--- Task directions ---
Can you reproduce, word for word, the part of the records below that opens with the line containing "Provide one point per instance of the light" and closes with the line containing "[(730, 361)]"?

[Start Exercise inputs]

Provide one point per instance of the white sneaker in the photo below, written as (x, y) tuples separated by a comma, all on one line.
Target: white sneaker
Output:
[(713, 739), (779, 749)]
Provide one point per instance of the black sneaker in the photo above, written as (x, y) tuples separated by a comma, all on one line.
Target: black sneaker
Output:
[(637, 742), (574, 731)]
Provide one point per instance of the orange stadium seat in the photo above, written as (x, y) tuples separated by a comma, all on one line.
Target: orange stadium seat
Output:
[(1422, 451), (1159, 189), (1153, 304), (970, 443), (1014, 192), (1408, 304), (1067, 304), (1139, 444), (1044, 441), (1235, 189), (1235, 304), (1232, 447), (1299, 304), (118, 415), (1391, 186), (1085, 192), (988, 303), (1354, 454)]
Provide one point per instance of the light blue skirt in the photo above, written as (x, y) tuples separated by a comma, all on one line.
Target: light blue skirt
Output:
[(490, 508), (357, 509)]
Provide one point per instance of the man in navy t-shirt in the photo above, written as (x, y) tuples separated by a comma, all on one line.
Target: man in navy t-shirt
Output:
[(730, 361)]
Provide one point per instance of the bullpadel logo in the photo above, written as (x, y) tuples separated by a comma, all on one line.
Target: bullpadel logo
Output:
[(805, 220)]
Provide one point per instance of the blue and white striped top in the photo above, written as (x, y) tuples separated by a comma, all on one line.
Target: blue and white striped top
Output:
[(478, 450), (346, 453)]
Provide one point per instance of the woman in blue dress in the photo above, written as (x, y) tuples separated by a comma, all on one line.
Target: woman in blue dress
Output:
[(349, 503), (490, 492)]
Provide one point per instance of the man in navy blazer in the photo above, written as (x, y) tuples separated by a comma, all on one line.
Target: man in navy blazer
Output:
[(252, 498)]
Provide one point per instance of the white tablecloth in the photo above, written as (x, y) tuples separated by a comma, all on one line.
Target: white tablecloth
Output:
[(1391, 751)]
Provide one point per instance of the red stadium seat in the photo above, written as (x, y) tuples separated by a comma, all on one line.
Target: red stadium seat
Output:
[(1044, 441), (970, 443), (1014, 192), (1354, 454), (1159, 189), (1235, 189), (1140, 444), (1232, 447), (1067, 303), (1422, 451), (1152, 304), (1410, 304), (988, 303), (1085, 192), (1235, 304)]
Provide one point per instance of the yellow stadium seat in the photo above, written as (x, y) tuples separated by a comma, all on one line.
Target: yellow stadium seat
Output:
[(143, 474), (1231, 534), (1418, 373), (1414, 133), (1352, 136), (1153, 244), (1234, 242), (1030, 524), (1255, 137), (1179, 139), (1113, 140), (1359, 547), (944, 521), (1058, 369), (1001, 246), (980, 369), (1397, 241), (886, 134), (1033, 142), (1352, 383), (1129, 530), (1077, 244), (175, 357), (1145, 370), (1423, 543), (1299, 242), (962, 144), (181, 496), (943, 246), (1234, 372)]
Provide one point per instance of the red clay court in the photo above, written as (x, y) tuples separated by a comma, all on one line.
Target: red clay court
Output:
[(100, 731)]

[End Exercise inputs]

--- The result ---
Provide one point per instance of the light blue skirt in the photo above, written as (x, y) tuples separated by a comma, all on one line.
Target: light blue skirt
Output:
[(490, 508), (357, 509)]
Provide one point per instance of the man in navy t-shirt in the photo above, written as (x, y) tuples separated by a comma, all on one line.
Target: man in navy t-shirt
Output:
[(730, 361)]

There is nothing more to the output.